WORK REQUEST: A word-for-word copy of the records that follow is needed, with every picture omitted.

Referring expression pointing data
◆ ◆ ◆ ◆

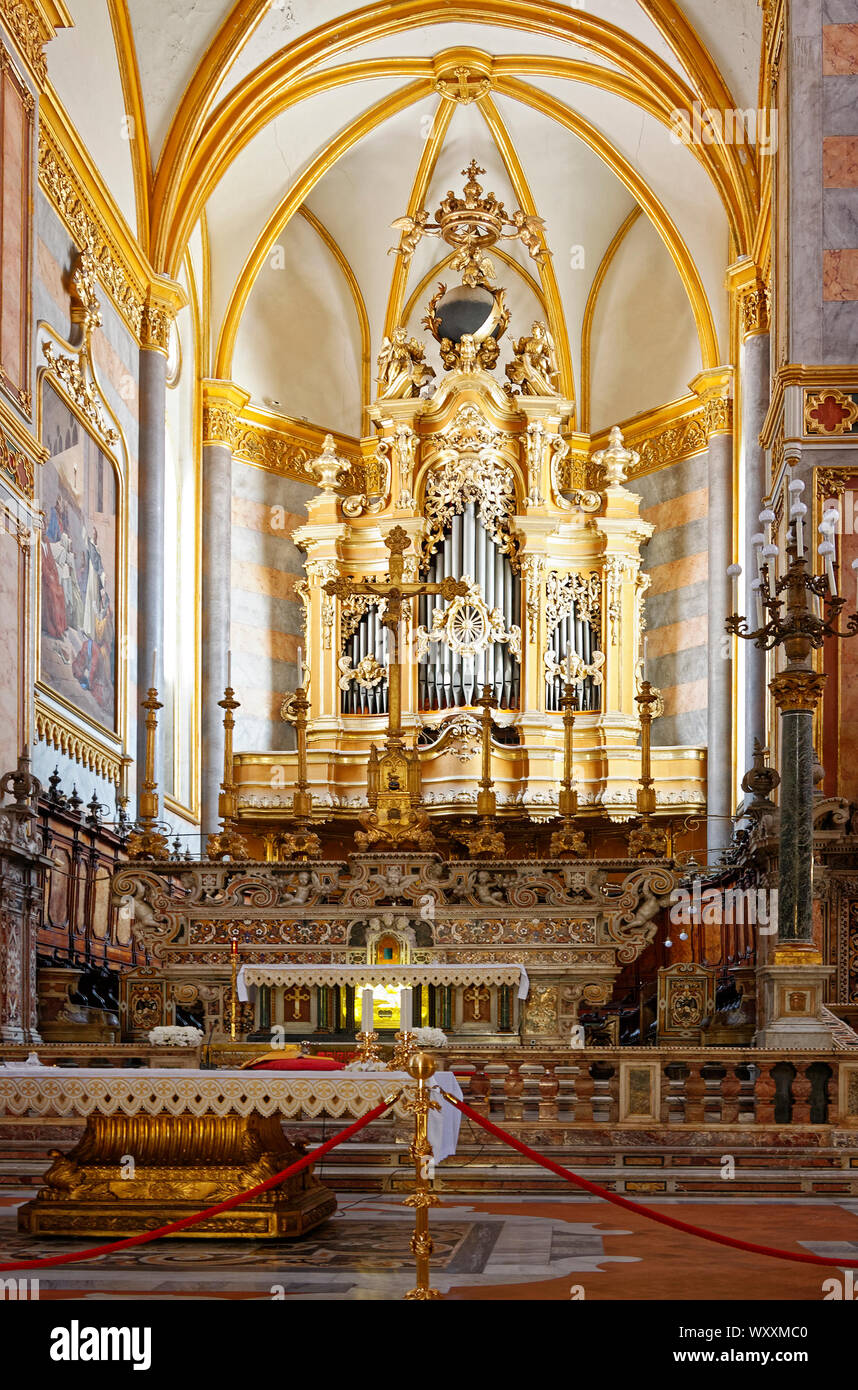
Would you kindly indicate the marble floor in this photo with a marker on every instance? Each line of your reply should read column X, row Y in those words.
column 522, row 1248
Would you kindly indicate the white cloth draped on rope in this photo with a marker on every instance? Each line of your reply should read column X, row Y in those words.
column 82, row 1090
column 251, row 976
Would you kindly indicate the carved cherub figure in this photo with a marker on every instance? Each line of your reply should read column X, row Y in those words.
column 529, row 231
column 412, row 228
column 534, row 366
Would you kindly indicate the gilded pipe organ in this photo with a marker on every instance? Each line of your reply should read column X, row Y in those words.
column 474, row 677
column 484, row 477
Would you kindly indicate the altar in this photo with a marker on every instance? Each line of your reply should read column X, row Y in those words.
column 164, row 1144
column 296, row 998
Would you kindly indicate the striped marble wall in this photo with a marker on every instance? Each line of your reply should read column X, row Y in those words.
column 840, row 178
column 676, row 560
column 266, row 609
column 116, row 357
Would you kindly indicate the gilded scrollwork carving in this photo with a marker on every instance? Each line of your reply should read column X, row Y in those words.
column 469, row 626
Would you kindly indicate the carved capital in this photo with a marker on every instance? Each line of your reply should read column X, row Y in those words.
column 797, row 690
column 223, row 403
column 163, row 302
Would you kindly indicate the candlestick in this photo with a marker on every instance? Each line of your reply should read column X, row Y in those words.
column 797, row 513
column 366, row 1011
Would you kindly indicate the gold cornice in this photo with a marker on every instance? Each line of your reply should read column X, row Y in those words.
column 11, row 426
column 591, row 302
column 223, row 403
column 135, row 107
column 797, row 691
column 426, row 167
column 360, row 309
column 498, row 253
column 288, row 446
column 32, row 24
column 811, row 377
column 191, row 156
column 75, row 191
column 295, row 196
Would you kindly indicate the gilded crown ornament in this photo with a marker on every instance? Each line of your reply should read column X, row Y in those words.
column 470, row 224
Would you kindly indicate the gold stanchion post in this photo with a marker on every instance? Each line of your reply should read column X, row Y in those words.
column 422, row 1066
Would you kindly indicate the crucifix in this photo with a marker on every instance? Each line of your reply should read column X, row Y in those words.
column 296, row 995
column 394, row 776
column 477, row 995
column 397, row 591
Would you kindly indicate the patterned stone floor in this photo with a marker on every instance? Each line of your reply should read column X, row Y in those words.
column 523, row 1248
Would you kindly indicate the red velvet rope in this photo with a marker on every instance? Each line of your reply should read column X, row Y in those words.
column 645, row 1211
column 210, row 1211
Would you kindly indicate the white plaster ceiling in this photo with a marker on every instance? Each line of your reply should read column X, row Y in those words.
column 581, row 200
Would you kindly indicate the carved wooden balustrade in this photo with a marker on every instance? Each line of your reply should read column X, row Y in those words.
column 682, row 1087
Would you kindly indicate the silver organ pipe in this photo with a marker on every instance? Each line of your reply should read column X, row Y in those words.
column 445, row 679
column 572, row 634
column 369, row 638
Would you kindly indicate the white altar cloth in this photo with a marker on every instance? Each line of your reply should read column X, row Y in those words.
column 249, row 976
column 84, row 1090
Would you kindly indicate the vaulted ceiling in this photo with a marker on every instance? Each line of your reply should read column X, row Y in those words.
column 271, row 143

◆ ◆ ◆ ◆

EXPECTED OUTPUT:
Would you kindly indicate the marble floor in this photo with a marker on every instance? Each line of your reply should read column X, row Y in those words.
column 522, row 1248
Would you kindly indicate the white cloth draped on rope in this photo with a marker on every instance? Each line of your reply should read column X, row Y in those words.
column 82, row 1090
column 251, row 976
Would you kindly indicate the carved cherub figure in this photo with a marker on every instance? Each line of your reply should read column X, row Y in those words.
column 529, row 231
column 412, row 228
column 534, row 366
Would you kindly indicate the gilded pipe organ in this photo with a marker on every instance? Each line of your reply should read column X, row Y in those words.
column 474, row 677
column 484, row 477
Would you kindly indicate the altar in this photo with a marker on every instance? Each line of your reply should read column X, row Y in those words.
column 164, row 1144
column 296, row 998
Would you kindly indicate the striped marble wall in this photo with a marker on every instance? Each line of your reply should read column X, row Y in those words.
column 840, row 178
column 676, row 560
column 266, row 609
column 116, row 357
Would you kindly indicate the gilded scrollwork carving in this photo with a marker on every instance? Each line of your reply should read column X, row Y in those words.
column 469, row 626
Would you kindly indicate the carved capital in this photo with a marker on every instance? Each line of your reply should read column X, row Y in those words.
column 797, row 690
column 223, row 403
column 163, row 302
Would you kindly indicate the candlestick in this photo with a marker on every instance? Each line of your reply should read column X, row Y in those words.
column 797, row 513
column 366, row 1011
Would you kindly indicate the gold cornice in this photo with a marker on every instance? Each line of your reply should read column X, row Y in those words.
column 11, row 426
column 591, row 302
column 223, row 403
column 135, row 107
column 797, row 691
column 426, row 167
column 360, row 309
column 498, row 253
column 288, row 446
column 32, row 24
column 811, row 377
column 191, row 156
column 75, row 191
column 295, row 196
Would you kindly indicate the gilded crown ornament in this photo with a marker on every instance? Each line of your reply should read column X, row Y in those words.
column 470, row 224
Would you kindly indicate the gold stanchion post in this photo with a marker on every instance? Each line of your reply should read column X, row Y in those words.
column 422, row 1066
Would you kindly indicate the crucifix in this photo with a marker on every instance? Each line of your reply should read column X, row Y in those words.
column 296, row 995
column 394, row 776
column 477, row 995
column 397, row 591
Would you kindly indicate the patterned stone floor in this photo with a marker on every instance? Each line of your reply should read column X, row Y in those words.
column 523, row 1248
Would you kindly indicate the red velvet rope in this photo with a marker on every instance? Each line of your reply should read column X, row Y in those words.
column 645, row 1211
column 210, row 1211
Would you kindly indicate the white plaster ceiling in this photo with a marker on every instance? Each line of your reply should read column X, row Y in those words.
column 581, row 200
Would you kindly indicate the carved wooden balustrade in this photo with a marker on every instance? Each line of your reply should read column X, row Y in those words.
column 682, row 1087
Would you kindly indicate the silver organ pipe in this photo with a marker on every instance? Each line of your reply should read column X, row Y in those words.
column 445, row 679
column 572, row 634
column 369, row 638
Would you kindly indicate the white altar cloth in this photo with a marker on every instance? Each line of your reply should read column X, row Y in those words.
column 249, row 976
column 84, row 1090
Would you kindly indicate the vaulted ceiling in this photo with a marker on every instance? Each line of your reply should read column X, row Y in those words.
column 271, row 143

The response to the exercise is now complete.